**Texto fornecido:**
De corpo desenvolvido
Por “corpo desenvolvido” nos referimos à promessa do chamado “currículo desenvolvimentista” (NEIRA; NUNES, 2006), cuja obra de Tani et al. (1988) é a maior representante no Brasil. A proposta se ancora nas teorias psicobiológicas, principalmente nas teorias desenvolvimentistas de Jean Piaget e os estudos taxonômicos de David Gallahue, nos quais o desenvolvimento dos sujeitos caracteriza-se por uma sequência fixa de mudanças morfológicas e funcionais. Nessa perspectiva, os diferentes aspectos do desenvolvimento estão intimamente relacionados e seguem níveis hierárquicos rígidos, dependentes das condições genéticas (maturacionais) e sociais (experiências).
Afirmam os autores que no currículo desenvolvimentista o movimento é o principal meio e fim da Educação Física, ou seja, a aprendizagem do movimento leva à melhoria da capacidade de se mover da criança, melhor controle e aplicação, enquanto a aprendizagem pelo movimento se refere à utilização deste no autoconhecimento e exploração do mundo que a rodeia. Em linhas gerais, a proposta desenvolvimentista estabelece o desenvolvimento motor do educando como objetivo central do componente e tem na aprendizagem de movimentos o seu carro-chefe. Uma vez alcançado o desenvolvimento motor, o cognitivo e o afetivo-social seguirão a reboque.

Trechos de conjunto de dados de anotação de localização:

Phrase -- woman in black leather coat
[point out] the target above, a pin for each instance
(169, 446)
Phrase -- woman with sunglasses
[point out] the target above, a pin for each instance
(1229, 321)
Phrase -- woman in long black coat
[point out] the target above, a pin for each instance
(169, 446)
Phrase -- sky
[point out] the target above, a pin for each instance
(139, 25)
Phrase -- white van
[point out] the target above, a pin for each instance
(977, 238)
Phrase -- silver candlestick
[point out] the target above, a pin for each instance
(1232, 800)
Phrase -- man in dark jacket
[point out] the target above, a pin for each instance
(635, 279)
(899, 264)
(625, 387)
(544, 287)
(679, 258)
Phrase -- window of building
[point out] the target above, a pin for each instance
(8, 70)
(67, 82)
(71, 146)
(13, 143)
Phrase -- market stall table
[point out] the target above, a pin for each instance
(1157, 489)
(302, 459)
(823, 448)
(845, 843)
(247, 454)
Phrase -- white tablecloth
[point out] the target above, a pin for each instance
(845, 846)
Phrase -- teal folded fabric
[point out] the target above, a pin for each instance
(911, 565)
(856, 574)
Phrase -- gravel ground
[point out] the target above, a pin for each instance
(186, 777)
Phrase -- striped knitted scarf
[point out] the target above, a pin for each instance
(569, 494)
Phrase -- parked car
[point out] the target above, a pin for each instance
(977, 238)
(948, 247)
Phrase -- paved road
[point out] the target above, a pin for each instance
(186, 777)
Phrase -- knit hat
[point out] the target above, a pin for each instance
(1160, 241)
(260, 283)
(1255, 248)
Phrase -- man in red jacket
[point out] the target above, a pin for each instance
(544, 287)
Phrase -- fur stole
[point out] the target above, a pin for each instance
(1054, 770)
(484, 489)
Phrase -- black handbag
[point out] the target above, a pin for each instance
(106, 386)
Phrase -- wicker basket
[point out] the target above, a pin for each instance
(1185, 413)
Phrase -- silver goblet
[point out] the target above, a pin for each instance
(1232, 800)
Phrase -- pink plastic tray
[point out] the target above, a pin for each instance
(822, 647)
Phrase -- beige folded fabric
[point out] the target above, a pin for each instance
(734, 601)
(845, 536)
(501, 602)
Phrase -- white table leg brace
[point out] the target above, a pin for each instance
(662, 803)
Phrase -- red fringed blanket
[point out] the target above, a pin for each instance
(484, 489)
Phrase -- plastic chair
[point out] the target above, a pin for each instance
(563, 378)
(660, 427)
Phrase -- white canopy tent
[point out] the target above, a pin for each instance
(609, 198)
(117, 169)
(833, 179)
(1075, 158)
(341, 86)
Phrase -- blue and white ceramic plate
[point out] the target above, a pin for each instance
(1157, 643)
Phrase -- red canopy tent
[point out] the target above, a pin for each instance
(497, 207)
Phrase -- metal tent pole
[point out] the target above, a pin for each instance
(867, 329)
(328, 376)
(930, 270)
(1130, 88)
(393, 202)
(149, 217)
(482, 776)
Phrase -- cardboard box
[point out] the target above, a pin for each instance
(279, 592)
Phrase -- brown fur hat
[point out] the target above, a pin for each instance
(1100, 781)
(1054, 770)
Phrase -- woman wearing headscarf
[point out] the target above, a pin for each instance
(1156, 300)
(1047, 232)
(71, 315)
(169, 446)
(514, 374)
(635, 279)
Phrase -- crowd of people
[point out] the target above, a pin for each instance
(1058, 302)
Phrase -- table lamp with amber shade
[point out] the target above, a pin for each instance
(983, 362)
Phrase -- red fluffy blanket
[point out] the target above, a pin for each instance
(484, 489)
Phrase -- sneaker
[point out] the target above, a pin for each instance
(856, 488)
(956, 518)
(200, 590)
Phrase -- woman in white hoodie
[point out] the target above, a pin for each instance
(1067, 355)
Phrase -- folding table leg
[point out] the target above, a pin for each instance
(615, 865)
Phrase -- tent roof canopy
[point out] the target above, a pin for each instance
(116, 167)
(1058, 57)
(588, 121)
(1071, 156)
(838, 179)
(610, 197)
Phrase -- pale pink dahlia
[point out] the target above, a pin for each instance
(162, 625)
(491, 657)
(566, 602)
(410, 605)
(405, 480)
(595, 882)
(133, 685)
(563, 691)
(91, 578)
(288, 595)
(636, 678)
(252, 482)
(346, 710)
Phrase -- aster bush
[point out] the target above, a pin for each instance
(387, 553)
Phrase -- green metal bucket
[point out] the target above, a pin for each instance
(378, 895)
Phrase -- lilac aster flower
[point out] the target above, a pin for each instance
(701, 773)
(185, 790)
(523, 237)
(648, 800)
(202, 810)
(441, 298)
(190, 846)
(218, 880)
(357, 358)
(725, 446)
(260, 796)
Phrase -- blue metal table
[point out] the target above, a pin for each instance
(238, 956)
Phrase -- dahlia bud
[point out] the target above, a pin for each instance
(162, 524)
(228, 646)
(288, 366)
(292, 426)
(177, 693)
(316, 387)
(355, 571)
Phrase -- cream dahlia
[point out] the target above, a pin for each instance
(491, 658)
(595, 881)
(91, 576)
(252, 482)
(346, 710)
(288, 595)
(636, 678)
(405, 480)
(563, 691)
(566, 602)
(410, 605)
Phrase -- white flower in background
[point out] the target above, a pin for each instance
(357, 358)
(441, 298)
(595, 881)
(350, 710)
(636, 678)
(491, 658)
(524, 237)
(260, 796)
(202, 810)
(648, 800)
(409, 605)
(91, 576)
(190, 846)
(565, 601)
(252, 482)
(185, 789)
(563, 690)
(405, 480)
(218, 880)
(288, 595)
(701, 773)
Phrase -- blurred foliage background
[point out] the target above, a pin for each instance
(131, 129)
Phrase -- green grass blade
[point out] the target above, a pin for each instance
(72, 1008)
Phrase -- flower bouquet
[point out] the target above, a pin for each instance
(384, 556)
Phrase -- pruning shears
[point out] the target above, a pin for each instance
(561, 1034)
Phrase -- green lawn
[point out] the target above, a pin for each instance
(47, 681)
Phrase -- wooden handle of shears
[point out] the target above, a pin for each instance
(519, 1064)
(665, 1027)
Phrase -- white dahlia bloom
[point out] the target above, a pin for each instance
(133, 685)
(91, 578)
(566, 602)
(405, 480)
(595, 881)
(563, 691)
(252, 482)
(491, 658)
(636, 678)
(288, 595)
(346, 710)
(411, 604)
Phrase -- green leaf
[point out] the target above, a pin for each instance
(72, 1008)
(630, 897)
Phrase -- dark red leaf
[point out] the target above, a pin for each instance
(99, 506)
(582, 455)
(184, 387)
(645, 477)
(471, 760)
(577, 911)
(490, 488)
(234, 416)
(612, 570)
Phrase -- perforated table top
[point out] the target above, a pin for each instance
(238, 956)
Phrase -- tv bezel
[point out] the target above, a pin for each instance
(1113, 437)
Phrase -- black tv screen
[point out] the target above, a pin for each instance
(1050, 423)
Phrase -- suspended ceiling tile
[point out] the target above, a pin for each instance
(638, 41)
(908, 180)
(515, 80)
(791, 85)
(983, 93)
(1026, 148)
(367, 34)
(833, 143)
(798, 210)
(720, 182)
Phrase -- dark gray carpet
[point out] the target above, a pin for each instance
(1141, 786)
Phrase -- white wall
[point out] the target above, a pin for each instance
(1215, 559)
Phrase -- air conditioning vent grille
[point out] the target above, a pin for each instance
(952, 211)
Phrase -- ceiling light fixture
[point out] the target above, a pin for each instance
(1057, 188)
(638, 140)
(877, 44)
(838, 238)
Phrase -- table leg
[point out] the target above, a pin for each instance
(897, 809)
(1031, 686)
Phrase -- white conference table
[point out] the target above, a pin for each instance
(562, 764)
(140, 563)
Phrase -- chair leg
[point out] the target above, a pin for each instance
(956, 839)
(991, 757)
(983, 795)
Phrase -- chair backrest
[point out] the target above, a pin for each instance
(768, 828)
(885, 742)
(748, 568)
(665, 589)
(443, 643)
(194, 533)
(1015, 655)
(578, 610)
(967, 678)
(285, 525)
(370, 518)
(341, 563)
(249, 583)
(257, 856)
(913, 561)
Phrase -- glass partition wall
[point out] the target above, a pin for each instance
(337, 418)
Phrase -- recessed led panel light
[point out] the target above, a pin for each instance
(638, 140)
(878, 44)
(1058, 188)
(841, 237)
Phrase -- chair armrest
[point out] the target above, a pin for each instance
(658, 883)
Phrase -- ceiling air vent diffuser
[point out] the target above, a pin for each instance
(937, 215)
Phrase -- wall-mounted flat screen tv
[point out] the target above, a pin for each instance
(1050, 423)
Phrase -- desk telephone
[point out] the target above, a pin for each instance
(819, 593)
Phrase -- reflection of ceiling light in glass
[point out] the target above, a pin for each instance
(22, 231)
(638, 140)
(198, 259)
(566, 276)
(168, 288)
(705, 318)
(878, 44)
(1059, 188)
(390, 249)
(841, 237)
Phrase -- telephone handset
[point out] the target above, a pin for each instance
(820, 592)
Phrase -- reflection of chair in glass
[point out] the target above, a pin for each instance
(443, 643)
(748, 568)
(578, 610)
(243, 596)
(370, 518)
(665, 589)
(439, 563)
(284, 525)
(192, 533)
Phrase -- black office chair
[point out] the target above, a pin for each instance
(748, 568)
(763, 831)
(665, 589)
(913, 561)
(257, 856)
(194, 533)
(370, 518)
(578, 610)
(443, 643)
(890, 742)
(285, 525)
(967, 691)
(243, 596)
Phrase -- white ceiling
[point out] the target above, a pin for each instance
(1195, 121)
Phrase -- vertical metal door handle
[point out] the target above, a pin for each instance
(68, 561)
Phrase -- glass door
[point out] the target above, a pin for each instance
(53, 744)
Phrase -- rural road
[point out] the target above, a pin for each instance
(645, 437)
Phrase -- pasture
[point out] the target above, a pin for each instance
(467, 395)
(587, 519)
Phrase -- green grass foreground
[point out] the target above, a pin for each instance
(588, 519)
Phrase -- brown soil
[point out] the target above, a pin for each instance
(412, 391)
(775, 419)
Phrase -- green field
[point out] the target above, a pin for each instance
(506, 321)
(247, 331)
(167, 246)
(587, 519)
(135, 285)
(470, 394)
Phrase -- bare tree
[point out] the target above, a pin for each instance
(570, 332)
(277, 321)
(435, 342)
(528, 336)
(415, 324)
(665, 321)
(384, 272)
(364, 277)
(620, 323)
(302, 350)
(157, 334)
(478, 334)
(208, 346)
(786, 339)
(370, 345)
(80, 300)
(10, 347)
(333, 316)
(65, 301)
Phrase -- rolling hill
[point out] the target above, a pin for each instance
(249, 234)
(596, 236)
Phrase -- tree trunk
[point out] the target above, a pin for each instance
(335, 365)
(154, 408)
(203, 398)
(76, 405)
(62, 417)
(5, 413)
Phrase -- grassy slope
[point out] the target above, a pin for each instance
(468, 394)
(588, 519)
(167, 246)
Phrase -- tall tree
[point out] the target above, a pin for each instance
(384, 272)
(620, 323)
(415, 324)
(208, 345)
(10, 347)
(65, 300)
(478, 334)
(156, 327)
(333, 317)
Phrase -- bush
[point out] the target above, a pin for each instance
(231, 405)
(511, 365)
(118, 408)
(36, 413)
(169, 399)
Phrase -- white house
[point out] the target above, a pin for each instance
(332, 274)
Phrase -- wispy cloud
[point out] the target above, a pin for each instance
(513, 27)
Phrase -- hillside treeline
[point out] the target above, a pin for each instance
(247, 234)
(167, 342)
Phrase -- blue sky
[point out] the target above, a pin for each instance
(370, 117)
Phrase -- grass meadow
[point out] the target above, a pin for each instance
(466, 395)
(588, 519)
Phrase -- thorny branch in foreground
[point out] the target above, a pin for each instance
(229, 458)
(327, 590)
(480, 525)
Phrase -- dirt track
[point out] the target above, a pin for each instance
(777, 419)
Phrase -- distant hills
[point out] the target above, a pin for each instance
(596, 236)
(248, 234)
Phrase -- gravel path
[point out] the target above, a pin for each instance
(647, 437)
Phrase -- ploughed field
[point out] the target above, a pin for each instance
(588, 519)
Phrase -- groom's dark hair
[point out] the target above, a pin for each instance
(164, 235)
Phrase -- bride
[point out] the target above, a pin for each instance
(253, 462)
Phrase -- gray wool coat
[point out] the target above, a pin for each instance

**Exercícios:**
1. Devolva, sem alterações, o trecho do texto sobre o currículo desenvolvimentista que vai de "Afirmam os autores" até "seguirão a reboque.", incluindo as duas pontas.
2. De acordo com o texto sobre o currículo desenvolvimentista, que objetivo central a proposta desenvolvimentista estabelece para o componente?

**Respostas:**
1.
Afirmam os autores que no currículo desenvolvimentista o movimento é o principal meio e fim da Educação Física, ou seja, a aprendizagem do movimento leva à melhoria da capacidade de se mover da criança, melhor controle e aplicação, enquanto a aprendizagem pelo movimento se refere à utilização deste no autoconhecimento e exploração do mundo que a rodeia. Em linhas gerais, a proposta desenvolvimentista estabelece o desenvolvimento motor do educando como objetivo central do componente e tem na aprendizagem de movimentos o seu carro-chefe. Uma vez alcançado o desenvolvimento motor, o cognitivo e o afetivo-social seguirão a reboque.

2. O desenvolvimento motor do educando.